# start of Recorded data
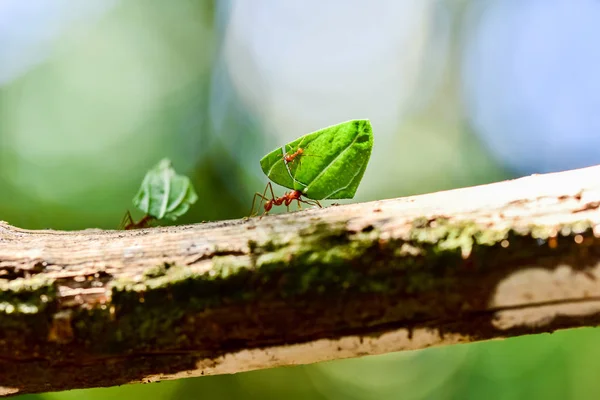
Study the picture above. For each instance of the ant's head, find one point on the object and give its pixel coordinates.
(268, 205)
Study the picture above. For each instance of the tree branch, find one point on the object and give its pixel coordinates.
(100, 308)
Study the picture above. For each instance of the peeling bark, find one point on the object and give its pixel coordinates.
(101, 308)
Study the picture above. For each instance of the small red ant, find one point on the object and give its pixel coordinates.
(129, 223)
(286, 199)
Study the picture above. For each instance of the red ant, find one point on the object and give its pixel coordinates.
(129, 223)
(286, 199)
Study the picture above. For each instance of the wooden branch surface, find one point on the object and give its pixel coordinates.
(100, 308)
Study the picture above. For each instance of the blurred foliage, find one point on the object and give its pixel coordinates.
(111, 87)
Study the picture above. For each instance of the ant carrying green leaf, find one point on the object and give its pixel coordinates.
(163, 194)
(341, 153)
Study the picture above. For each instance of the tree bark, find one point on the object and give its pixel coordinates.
(100, 308)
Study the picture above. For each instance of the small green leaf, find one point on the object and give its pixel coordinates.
(165, 194)
(332, 164)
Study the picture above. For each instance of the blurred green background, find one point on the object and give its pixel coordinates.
(460, 92)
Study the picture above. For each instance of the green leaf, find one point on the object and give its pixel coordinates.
(332, 164)
(165, 194)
# end of Recorded data
Copy out every row above word for word, but skip the pictures.

### [Exercise answer]
Study the picture above. For each instance of the ant's head, find one point on the object and give its pixel coordinates.
(268, 205)
Study the picture above. For each instance of the tree branch, find one point on the object and give its pixel coordinates.
(100, 308)
Study the picture above. For each instance of the peeling bark, find one point on the object and give its pixel coordinates.
(101, 308)
Study the picture above. For each instance of the small red ant, find one point on the object and give its pixel coordinates.
(129, 223)
(286, 199)
Study the picture above. For each instance of the red ant, find one point on the object and give its pixel coordinates.
(129, 223)
(286, 199)
Study the picture above. For each instance of the wooden branch surface, find one point on the object and give its pixel coordinates.
(100, 308)
Study the picture above. For each instance of the blurred foliage, find one point on the object and give its pixel coordinates.
(111, 87)
Study the picture above. For each instance of the ant carrying green leaf, find one point on the object and give its pixel coordinates.
(163, 194)
(341, 153)
Study the picture above. For each instance of the tree bark, find one point on the object and give its pixel coordinates.
(100, 308)
Study the picture above. For each instance of the small green leaf, find one point on the object and give its pixel coordinates.
(165, 194)
(332, 164)
Study the picture above. For each instance of the blurred green background, find one point on the object and give its pixel coordinates.
(460, 92)
Study the picture above. For each instance of the green leaf, find one point on the object and give its pixel coordinates.
(332, 164)
(165, 194)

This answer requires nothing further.